*Obiettivo A*.
Rispondi a queste domande sull'articolo sulle restrizioni cinesi all'export:
(i) Quanti prodotti chiave riguardano le restrizioni contestate alla Cina?
(ii) Secondo Bruxelles, qual è il valore dell'import europeo soggetto ai dazi cinesi?
(iii) Circa quanti posti di lavoro sarebbero interessati?

*Fonte*.
_ _ _ _ _

Bruxelles e Washington hanno presentato ieri una richiesta di consultazioni formali, primo passo per avviare una disputa a Ginevra. Le denunce dei due partner atlantici (la prima sotto l'amministrazione Obama) accusano il governo cinese di mettere in atto quote, dazi e prezzi minimi illegali sull'export di 20 prodotti chiave per l'industria manifatturiera, tra i quali fosforo giallo, fluorite, tungsteno, bauxite, coke, magnesio, manganese, silicone e zinco. Alcuni di questi materiali sono disponibili in larga quantità solo in Cina. Le restrizioni di Pechino avvantaggiano la produzione nazionale e creano pressioni al rialzo sugli approvvigionamenti delle imprese europee e americane, impegnate in produzioni che vanno dai semiconduttori agli aerei, dai detergenti alle lampadine. Secondo Bruxelles, i dazi cinesi sull'import europeo dal valore di 4,5 miliardi di euro hanno potenzialmente un impatto sul 4% della produzione industriale comunitaria, interessando circa mezzo milione di posti di lavoro. Per la Commissione Ue il vantaggio illecito ottenuto dalle aziende cinesi, rispetto alle concorrenti straniere, si fa sentire in particolare nei settori della chimica, dell'acciaio e dei metalli non ferrosi, ma anche in molti altri comparti derivati, che a loro volta si riforniscono da queste industrie di base.

_ _ _ _ _

*Record mostrati*.

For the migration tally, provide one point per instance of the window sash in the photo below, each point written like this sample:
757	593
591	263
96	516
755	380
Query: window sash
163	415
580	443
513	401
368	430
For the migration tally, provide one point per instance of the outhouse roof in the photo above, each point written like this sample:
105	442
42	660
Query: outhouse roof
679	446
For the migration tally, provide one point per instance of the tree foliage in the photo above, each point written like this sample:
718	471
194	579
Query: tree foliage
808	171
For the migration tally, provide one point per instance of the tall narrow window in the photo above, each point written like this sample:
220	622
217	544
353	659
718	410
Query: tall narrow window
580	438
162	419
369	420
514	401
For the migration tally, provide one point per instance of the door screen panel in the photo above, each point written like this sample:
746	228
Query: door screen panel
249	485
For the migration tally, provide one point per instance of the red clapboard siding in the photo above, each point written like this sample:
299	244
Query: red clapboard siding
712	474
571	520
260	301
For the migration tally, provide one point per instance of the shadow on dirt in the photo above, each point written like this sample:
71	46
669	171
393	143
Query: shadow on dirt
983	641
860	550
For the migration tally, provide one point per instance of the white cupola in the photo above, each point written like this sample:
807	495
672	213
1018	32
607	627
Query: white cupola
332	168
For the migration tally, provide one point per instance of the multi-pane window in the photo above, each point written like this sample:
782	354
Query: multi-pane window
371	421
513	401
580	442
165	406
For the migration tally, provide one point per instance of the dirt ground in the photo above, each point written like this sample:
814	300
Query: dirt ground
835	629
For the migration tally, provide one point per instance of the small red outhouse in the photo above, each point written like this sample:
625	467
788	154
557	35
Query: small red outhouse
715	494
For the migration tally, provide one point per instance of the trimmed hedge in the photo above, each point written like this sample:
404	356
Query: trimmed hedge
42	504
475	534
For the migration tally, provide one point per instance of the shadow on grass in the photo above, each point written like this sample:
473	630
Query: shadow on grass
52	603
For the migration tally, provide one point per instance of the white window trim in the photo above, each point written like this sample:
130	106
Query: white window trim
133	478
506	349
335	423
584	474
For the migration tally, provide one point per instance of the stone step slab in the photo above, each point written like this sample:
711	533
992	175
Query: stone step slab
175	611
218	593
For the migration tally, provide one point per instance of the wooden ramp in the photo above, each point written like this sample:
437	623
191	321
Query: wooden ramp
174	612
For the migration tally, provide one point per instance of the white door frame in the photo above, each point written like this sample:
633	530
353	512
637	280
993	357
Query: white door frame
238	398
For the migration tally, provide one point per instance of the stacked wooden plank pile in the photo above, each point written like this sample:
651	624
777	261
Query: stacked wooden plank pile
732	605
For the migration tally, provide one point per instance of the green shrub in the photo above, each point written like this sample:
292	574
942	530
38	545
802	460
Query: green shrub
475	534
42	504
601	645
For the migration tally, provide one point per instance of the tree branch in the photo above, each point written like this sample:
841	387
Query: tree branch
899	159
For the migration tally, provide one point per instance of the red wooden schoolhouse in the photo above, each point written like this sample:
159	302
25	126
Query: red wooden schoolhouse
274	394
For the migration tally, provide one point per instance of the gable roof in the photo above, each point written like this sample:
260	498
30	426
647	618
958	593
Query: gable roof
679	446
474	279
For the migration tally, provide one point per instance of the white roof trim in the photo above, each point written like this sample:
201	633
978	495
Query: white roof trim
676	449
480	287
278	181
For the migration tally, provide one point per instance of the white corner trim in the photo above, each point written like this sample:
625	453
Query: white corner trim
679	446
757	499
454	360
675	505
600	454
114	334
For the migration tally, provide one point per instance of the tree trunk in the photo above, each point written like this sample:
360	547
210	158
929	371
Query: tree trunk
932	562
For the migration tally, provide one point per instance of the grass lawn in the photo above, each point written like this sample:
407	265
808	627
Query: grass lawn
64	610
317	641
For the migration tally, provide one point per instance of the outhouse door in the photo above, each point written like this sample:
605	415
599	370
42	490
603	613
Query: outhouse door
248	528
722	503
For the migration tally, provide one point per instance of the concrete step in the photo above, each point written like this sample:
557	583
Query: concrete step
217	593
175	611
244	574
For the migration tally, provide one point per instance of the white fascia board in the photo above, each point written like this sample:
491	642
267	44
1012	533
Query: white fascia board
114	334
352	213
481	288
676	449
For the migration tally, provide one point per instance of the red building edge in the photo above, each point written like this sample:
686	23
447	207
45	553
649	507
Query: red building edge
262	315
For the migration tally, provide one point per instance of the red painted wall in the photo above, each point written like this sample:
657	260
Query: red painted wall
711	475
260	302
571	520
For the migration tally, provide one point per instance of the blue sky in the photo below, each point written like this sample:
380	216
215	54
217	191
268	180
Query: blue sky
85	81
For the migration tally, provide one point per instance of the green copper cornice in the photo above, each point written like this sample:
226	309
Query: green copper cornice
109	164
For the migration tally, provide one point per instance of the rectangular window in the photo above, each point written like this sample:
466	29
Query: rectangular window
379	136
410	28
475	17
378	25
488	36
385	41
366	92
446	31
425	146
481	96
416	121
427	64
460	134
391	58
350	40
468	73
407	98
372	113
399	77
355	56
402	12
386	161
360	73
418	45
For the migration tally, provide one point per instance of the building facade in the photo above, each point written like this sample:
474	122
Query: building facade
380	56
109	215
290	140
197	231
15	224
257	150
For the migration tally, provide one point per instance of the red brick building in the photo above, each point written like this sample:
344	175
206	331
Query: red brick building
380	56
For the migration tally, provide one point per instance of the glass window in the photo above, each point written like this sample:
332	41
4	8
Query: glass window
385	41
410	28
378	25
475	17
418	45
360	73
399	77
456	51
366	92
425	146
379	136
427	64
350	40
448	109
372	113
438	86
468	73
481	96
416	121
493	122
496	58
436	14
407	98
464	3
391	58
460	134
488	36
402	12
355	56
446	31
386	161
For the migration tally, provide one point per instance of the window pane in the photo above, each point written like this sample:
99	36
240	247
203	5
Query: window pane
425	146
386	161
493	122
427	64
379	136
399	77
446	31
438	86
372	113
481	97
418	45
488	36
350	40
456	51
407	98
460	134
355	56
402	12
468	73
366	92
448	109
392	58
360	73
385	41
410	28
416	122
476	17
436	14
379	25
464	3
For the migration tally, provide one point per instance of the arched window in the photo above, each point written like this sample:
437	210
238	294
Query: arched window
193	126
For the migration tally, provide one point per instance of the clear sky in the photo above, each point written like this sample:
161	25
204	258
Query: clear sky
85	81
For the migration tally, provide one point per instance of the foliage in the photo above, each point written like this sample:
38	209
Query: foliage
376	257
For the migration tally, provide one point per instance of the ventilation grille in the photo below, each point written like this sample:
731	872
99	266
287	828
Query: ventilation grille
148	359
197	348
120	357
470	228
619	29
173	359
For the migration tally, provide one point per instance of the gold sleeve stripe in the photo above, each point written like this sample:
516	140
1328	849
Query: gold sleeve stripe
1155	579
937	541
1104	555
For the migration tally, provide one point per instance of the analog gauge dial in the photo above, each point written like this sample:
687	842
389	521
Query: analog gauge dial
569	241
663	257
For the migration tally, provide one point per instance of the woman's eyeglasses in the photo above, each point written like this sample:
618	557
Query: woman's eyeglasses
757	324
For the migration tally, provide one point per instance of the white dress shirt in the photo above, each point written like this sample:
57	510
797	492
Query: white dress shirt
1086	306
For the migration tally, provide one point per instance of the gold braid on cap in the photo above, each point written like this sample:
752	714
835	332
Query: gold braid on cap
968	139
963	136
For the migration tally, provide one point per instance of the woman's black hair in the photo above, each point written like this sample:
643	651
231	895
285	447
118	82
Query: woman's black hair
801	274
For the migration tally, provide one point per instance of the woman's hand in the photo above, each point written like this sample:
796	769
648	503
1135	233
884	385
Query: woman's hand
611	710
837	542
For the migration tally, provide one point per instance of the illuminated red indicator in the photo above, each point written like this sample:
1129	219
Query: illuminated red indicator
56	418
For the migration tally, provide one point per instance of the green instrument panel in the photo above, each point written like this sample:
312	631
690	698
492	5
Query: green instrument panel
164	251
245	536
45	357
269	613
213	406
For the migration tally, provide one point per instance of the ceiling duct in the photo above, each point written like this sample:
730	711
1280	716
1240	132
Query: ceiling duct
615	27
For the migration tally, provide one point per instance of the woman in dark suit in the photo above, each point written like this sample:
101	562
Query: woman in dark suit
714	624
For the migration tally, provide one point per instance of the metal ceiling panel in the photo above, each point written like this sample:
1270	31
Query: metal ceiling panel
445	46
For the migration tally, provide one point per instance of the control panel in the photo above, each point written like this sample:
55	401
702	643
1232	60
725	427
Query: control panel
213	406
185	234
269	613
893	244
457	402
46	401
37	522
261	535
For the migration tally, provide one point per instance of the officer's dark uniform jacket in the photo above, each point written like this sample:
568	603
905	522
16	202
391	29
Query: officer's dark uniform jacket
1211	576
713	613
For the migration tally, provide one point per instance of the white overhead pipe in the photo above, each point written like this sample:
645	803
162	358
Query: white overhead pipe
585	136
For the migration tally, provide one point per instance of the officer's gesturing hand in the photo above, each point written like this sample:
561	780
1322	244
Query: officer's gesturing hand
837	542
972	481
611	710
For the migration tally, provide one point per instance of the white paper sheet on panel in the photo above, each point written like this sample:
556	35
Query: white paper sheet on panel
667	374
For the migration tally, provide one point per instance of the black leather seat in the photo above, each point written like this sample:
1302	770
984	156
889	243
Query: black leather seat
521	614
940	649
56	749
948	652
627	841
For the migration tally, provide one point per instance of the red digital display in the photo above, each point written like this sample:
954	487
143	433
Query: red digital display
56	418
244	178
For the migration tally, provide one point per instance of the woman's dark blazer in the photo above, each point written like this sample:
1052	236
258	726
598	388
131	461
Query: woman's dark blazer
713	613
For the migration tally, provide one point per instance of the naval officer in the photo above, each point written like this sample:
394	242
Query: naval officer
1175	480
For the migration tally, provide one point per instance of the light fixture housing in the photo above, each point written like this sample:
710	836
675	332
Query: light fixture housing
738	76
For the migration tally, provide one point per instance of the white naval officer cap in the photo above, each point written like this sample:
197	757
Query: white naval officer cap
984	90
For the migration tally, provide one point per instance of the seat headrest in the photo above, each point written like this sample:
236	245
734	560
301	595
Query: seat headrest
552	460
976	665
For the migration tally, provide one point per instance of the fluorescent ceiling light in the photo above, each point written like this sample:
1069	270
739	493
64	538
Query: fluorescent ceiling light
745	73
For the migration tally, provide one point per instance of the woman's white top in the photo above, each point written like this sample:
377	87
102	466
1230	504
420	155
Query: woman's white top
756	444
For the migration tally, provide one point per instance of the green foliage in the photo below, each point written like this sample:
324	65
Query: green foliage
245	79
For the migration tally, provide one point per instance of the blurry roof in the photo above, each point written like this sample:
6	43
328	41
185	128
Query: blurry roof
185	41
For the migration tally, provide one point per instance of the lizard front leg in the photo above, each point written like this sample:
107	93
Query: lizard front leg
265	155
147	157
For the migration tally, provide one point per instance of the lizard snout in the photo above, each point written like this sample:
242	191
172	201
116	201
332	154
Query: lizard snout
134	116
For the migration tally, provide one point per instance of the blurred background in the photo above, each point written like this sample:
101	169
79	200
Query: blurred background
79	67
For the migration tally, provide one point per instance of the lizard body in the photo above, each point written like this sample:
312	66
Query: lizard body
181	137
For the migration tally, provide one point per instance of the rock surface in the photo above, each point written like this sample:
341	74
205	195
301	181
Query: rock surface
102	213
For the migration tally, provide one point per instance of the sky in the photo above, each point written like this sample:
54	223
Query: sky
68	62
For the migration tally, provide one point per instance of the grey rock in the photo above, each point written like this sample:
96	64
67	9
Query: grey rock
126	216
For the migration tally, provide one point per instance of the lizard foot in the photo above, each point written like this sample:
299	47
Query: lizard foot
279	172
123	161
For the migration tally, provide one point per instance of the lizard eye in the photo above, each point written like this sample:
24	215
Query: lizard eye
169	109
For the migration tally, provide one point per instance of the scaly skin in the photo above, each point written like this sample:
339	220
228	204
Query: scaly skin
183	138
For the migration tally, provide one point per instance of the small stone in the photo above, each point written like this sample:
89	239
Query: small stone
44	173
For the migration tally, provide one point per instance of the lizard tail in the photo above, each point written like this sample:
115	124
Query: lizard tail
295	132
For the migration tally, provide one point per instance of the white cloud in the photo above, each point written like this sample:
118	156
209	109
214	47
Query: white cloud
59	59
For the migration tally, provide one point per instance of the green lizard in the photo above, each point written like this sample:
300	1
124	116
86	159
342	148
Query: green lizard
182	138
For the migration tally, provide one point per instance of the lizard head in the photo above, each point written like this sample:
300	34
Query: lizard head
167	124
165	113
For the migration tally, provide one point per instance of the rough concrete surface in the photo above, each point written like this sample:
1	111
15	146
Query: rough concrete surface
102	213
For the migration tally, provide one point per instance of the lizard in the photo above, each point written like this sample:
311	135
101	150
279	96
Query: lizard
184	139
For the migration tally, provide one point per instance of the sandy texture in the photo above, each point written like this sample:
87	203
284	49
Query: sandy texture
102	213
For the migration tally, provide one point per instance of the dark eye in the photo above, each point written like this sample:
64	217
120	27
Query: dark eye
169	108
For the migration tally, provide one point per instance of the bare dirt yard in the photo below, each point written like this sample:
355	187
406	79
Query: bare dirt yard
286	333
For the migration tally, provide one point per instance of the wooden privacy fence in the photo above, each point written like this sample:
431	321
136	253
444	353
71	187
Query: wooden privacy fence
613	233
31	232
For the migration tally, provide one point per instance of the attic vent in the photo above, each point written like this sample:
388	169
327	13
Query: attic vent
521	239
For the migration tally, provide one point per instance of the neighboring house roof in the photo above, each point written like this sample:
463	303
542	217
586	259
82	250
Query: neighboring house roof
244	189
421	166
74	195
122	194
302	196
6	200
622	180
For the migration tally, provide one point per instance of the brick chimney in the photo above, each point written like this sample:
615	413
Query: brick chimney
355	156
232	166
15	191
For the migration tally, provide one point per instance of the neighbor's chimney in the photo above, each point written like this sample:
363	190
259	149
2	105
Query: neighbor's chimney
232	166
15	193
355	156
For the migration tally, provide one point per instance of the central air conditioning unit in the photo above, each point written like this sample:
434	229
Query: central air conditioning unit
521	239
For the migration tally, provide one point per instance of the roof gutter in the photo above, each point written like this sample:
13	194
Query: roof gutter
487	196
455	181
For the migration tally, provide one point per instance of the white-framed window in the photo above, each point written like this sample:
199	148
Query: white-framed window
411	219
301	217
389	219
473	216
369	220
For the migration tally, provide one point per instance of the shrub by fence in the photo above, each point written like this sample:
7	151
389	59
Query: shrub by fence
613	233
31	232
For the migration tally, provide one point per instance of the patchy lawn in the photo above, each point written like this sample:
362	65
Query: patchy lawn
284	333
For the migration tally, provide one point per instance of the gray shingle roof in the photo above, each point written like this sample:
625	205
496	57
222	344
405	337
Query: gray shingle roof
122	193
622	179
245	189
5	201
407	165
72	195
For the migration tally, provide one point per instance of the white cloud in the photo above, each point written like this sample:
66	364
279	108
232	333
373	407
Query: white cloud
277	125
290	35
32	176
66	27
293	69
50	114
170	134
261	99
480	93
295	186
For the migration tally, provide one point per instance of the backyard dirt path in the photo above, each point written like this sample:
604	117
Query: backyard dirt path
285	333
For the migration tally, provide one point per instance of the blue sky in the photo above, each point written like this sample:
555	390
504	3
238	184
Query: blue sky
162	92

_ _ _ _ _

*Obiettivo B*. Individua nei record ogni riga che contiene la parola "sandy" e ricopiala.

*Risposta corretta A*.
(i) 20 prodotti.
(ii) 4,5 miliardi di euro.
(iii) Circa mezzo milione.

*Risposta corretta B*.
For the migration tally, provide one point per instance of the sandy texture in the photo above, each point written like this sample:
Query: sandy texture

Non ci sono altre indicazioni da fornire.